-- WHAT TO WORK ON --
All entries below are to be returned exactly, with pictures left out.

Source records

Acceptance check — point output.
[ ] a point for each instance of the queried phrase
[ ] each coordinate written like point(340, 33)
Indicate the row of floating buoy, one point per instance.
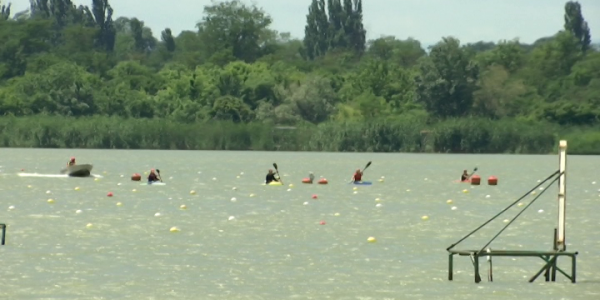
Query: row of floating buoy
point(320, 181)
point(476, 180)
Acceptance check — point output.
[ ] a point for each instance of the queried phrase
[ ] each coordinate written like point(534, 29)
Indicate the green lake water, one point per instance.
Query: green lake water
point(239, 239)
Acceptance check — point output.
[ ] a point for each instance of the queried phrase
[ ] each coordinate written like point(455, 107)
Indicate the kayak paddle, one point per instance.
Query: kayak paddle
point(474, 170)
point(158, 172)
point(277, 170)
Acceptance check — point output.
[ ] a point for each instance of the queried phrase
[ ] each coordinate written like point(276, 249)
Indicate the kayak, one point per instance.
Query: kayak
point(77, 170)
point(361, 183)
point(153, 183)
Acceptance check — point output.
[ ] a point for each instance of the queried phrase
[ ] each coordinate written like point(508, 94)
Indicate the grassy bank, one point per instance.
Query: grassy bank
point(407, 135)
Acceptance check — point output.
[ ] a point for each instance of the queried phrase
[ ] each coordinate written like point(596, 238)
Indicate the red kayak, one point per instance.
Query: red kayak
point(464, 181)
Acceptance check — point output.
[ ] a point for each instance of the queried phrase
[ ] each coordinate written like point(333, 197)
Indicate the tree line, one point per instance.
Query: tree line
point(63, 63)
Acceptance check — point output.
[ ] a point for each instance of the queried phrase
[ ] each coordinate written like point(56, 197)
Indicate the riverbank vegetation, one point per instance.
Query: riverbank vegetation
point(74, 77)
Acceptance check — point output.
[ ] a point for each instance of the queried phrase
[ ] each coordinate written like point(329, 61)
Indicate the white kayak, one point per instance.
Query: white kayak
point(78, 170)
point(153, 183)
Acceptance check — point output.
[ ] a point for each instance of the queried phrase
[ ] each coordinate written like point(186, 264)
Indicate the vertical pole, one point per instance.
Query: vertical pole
point(562, 195)
point(450, 266)
point(3, 233)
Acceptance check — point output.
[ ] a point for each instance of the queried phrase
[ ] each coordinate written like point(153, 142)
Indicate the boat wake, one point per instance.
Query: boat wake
point(52, 175)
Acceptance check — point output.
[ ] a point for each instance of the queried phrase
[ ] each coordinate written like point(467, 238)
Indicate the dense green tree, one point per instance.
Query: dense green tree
point(238, 79)
point(447, 79)
point(4, 11)
point(334, 26)
point(239, 30)
point(576, 24)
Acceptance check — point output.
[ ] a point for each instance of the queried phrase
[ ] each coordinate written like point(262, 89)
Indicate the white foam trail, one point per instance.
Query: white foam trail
point(52, 175)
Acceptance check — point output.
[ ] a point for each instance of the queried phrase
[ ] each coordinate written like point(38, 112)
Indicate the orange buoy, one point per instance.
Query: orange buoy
point(475, 180)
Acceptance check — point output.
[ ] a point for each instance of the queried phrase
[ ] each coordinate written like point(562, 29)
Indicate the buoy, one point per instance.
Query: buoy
point(475, 180)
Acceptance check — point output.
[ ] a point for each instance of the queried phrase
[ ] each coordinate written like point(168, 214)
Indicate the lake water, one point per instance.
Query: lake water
point(277, 242)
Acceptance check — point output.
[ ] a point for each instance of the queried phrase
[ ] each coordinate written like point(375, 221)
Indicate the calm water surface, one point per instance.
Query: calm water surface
point(239, 239)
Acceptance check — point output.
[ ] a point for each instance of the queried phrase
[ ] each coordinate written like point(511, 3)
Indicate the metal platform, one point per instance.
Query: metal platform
point(550, 257)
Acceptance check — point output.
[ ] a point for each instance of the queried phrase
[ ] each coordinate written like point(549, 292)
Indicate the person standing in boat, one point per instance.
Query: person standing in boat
point(271, 177)
point(465, 176)
point(357, 176)
point(152, 177)
point(311, 177)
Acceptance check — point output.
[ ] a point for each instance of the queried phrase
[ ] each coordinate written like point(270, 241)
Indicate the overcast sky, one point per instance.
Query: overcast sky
point(425, 20)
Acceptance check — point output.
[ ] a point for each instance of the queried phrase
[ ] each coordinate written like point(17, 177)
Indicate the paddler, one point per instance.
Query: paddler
point(271, 177)
point(357, 176)
point(152, 177)
point(465, 176)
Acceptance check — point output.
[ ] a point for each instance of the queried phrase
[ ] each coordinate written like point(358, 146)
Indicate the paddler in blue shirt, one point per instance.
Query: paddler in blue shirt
point(357, 176)
point(465, 176)
point(271, 177)
point(152, 177)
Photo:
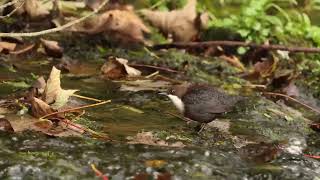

-- SOLUTION --
Acceptance check — point output.
[ ] a point for each instance of the queried phrase
[ ] each coordinate written like point(340, 33)
Indicate the row of floating buoy, one point per instance.
Query: row of floating buoy
point(320, 181)
point(476, 180)
Acceptance check — point output.
[ ] a point for each instance of the queried phrase
[ ] each coordinate written like point(534, 29)
Indicate the green lake water, one point per instance.
Query: green lake water
point(239, 239)
Acceptance check — point output.
[ ] a point for each instance of the queried phrase
[ ] each coordinate written like point(455, 107)
Indicate the kayak paddle, one point per instance.
Query: kayak paddle
point(474, 170)
point(158, 172)
point(277, 170)
Acceptance check — point output.
[ ] a point for each instance of the queried phrase
[ ] each coordinate written like point(276, 249)
Indicate the kayak, one point per instance.
Query: kayak
point(77, 170)
point(361, 183)
point(153, 183)
Acceptance check — point output.
[ ] a point for each instance of the queried phrase
[ ] each coordinate written like point(508, 94)
Indicate the grassy bank, one point per instance.
Query: grassy bank
point(407, 135)
Acceptance check — point output.
[ ] a point for each instance of the queried phrase
[ ] each coordinate written like point(596, 238)
Indicate the red kayak, one point per instance.
Query: red kayak
point(464, 181)
Acceptance check — point output.
[ ] a point for each instance of the queried phrase
[ ] each coordinate written like point(333, 197)
Indicate the tree line, one point per instance.
Query: tree line
point(63, 63)
Acceptance check — point output.
[ ] a point for each instance of the queried phrase
[ ] each coordinate written like point(56, 197)
Indicate the riverbank vegetation, one point per instance.
Query: riverbank vegetation
point(74, 77)
Acceptance check — point output.
[ ] a point for each instance of the queried phrase
[ ] each coordinate written like point(329, 61)
Indicate the white kayak, one point per instance.
Query: white kayak
point(78, 170)
point(153, 183)
Acceptance check — point output.
[ ] a point for each instance of the queried phrase
[ ] each coordinate written like point(186, 264)
Indicate the vertical pole, one point per instance.
Query: vertical pole
point(562, 195)
point(450, 266)
point(3, 233)
Acceptance check — point output.
[ ] a point for each instance of the queried phrase
[ ] each coordinate written like point(153, 142)
Indicate the boat wake, one point per instance.
Query: boat wake
point(52, 175)
Acceptance check — point output.
[ ] a point for each instance of the queried phrase
[ ] each coordinate written like point(467, 238)
Indicate the dense green tree, one point per instance.
Query: dense green tree
point(238, 79)
point(447, 79)
point(4, 11)
point(334, 26)
point(239, 30)
point(576, 24)
Acceptance check — point output.
[ ] a point for each instance of the queried phrase
[ ] each coordinate written like point(262, 89)
Indicate the white foam trail, one point per instance.
Query: white foam trail
point(52, 175)
Acceptance check — point output.
[ ] a point for each instance of the queried phrase
[ ] each coordinate written like point(38, 112)
Indicate the orange buoy, one point per instance.
Query: orange buoy
point(475, 180)
Acceptance check — point output.
[ ] a point for each instance of the queried phrase
[ ] each coordinate written like point(562, 29)
Indicate the buoy, one point per instance.
Query: buoy
point(475, 180)
Acceptance check — point output.
[ ] a point for each instance of the queried phrase
[ ] each coordinate written like point(168, 214)
Indicate the lake water, one point per instance.
Query: lake water
point(277, 242)
Acceptance check — point output.
[ ] a point for each instance of the queried phrase
[ ] each coordinate written like point(375, 221)
Indicate the calm water surface, one point per instance.
Query: calm water surface
point(239, 239)
Acceptance check — point output.
[ ] a point for each instance of the queried phrase
[ ] each coordinate written like point(511, 3)
Indicate the metal platform, one point per instance.
Query: metal platform
point(550, 257)
Acceptance check — point output.
[ ] a point for each instance of the queried phrase
[ ] each coordinate written like point(549, 292)
Indicate the person standing in boat, one point per instance.
Query: person standing in boat
point(271, 177)
point(465, 176)
point(357, 176)
point(152, 177)
point(311, 177)
Acceptance check — point output.
[ ] a point for each instance of the queried phrase
[ ] each coordinate written like point(270, 241)
Indicate the overcast sky, one point per instance.
Query: overcast sky
point(425, 20)
Acceptance check — point output.
[ ] a point for each instance of the queried phrase
[ ] each coordinate written like point(17, 177)
Indicate the paddler, one point per instance.
Query: paddler
point(271, 177)
point(357, 176)
point(152, 177)
point(465, 176)
Acceptance check — point output.
[ ] a point for each instance of the queried phrase
[ ] each coordinate written like point(358, 146)
Indicate the paddler in blue shirt, one point per instance.
Query: paddler in blue shirt
point(357, 176)
point(465, 176)
point(271, 177)
point(152, 177)
Photo:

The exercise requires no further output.